## START Data for processing
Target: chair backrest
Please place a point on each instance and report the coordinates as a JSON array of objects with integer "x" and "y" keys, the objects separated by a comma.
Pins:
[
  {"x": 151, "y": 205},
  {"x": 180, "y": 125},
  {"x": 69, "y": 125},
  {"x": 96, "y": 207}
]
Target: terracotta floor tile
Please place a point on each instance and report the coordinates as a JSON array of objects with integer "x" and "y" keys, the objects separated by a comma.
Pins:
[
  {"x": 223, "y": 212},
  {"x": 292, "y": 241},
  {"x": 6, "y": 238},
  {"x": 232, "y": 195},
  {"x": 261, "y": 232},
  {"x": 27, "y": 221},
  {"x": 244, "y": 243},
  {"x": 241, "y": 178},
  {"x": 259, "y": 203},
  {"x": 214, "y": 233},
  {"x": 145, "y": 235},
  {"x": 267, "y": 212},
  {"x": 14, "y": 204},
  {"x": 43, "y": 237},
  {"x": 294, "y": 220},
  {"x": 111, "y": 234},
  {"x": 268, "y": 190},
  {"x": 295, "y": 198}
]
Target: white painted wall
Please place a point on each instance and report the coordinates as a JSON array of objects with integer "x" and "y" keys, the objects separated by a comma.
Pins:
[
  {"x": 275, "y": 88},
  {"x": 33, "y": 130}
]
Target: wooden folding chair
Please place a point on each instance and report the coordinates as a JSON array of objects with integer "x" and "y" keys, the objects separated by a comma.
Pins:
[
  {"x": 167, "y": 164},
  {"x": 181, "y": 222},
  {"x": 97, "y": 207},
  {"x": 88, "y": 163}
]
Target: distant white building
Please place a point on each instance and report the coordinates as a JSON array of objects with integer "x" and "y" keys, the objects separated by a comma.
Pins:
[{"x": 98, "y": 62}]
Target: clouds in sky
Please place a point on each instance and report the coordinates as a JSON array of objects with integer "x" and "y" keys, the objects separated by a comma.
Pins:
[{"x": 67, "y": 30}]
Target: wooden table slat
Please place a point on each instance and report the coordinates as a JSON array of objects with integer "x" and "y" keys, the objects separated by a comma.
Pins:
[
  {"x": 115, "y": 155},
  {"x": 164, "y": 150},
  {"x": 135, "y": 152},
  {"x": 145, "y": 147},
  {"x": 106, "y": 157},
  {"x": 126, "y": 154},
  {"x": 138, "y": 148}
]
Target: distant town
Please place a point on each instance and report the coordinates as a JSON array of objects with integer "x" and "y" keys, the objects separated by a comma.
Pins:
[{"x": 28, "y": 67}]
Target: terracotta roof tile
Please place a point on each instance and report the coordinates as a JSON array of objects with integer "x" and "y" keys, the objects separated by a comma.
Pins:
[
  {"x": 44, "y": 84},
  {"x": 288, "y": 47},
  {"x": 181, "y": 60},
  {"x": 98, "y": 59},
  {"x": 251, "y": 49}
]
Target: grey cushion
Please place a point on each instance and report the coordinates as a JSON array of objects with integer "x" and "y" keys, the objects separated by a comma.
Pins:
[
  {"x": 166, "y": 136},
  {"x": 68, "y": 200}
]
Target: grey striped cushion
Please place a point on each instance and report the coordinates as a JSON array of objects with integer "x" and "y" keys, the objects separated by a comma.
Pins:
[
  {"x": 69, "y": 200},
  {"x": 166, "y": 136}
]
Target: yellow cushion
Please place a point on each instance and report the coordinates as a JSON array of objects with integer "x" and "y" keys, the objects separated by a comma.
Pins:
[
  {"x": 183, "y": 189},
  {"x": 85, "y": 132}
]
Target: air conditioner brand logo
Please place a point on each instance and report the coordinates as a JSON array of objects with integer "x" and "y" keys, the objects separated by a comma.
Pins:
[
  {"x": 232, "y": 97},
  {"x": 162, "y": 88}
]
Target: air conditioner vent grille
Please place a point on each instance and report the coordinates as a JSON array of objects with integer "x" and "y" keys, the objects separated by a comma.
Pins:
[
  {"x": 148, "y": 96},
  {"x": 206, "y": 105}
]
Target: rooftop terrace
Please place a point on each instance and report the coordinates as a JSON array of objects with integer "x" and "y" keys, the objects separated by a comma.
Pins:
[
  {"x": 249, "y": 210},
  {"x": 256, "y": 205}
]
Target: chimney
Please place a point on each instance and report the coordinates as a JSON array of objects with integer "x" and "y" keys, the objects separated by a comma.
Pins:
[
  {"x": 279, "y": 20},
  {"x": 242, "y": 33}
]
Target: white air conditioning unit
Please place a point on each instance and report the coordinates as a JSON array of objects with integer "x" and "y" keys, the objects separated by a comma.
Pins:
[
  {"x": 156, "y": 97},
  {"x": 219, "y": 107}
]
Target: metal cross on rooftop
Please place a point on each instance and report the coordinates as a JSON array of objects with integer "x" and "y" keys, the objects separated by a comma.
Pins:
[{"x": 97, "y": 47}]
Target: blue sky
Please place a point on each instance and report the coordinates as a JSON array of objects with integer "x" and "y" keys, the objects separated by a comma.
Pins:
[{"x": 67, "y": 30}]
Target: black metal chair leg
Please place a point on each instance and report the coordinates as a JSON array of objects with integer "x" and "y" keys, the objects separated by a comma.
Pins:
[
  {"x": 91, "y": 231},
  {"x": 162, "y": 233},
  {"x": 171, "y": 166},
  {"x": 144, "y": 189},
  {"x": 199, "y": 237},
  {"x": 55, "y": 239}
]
## END Data for processing
## START Data for processing
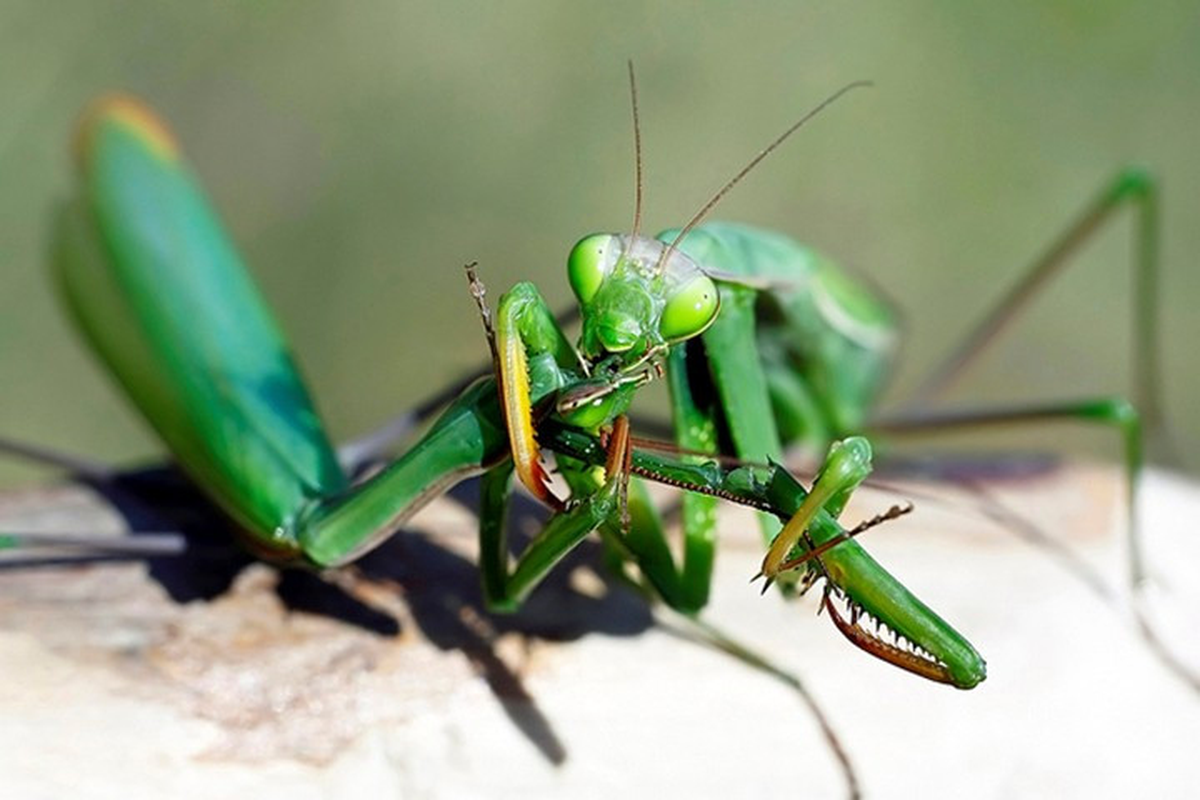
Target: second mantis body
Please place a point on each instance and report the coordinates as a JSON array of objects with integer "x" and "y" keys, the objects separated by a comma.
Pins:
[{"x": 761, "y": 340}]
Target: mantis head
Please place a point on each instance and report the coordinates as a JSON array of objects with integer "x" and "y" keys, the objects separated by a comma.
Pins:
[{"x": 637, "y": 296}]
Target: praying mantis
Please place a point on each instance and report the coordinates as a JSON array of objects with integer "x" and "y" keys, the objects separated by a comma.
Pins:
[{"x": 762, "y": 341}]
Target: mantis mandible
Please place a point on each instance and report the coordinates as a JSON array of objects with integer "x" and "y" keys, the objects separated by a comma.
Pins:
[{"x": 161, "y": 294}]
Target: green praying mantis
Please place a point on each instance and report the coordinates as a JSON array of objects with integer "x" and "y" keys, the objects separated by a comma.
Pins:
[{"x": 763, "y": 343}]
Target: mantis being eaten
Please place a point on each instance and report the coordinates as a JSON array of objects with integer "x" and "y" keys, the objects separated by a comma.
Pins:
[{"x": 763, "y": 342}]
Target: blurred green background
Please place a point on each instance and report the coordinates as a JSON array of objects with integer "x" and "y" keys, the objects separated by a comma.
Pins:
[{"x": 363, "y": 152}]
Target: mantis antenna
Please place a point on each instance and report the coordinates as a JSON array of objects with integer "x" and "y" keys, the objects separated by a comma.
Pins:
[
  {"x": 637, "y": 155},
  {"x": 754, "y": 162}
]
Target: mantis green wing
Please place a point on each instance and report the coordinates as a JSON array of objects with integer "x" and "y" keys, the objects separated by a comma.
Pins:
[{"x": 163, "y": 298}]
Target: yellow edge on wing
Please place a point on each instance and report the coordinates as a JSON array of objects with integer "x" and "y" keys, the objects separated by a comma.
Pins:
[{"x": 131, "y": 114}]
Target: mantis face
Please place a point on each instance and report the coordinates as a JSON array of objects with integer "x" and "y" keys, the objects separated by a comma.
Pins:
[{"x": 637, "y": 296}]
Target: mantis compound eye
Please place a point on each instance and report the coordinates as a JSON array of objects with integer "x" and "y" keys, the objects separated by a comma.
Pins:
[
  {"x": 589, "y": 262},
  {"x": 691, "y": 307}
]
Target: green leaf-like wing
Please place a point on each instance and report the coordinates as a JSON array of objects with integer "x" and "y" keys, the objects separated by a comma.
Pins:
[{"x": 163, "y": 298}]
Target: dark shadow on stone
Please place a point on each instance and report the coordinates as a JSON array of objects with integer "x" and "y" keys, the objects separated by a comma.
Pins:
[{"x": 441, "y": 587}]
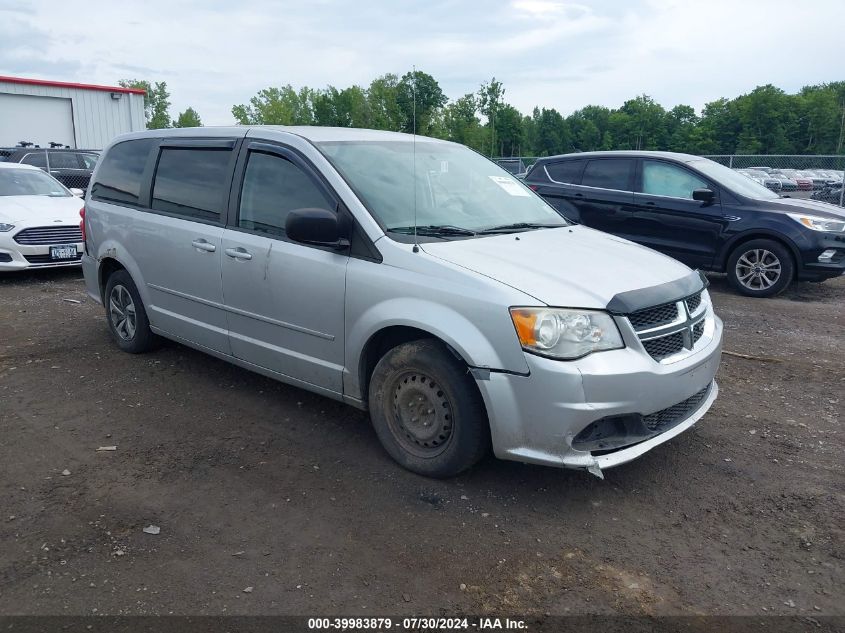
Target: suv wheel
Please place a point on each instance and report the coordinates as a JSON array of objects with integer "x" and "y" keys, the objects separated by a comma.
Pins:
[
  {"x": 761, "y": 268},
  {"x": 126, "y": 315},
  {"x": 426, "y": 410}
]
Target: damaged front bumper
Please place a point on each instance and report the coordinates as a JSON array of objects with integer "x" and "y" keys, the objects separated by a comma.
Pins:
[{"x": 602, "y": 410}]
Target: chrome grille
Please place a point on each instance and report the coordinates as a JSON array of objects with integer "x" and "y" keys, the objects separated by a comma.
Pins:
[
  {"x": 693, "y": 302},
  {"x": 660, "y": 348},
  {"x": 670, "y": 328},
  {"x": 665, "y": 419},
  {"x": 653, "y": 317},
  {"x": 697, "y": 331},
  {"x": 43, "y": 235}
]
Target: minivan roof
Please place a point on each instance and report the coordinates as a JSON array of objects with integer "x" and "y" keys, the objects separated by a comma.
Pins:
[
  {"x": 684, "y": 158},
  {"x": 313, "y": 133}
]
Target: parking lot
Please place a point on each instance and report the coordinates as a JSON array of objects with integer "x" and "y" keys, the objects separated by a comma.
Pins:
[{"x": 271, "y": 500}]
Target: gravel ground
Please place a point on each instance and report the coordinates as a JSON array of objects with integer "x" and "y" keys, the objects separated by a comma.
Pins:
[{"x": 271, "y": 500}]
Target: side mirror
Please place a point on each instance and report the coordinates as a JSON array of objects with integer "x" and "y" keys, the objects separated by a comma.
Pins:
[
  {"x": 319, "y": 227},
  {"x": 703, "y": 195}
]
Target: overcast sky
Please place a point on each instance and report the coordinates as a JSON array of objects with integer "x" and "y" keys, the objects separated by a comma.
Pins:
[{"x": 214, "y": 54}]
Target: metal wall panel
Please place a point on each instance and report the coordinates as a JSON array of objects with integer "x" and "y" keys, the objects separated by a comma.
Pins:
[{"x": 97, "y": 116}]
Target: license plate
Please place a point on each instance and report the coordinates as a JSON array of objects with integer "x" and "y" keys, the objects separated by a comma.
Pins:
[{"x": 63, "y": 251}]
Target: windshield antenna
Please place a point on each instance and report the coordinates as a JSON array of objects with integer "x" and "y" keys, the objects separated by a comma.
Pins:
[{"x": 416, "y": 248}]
## END Data for processing
Directive
Identify every line in the rows above that contains the word "wall", and copy each such line in full.

Output for this task
Target: white painted wall
Target: metal wall panel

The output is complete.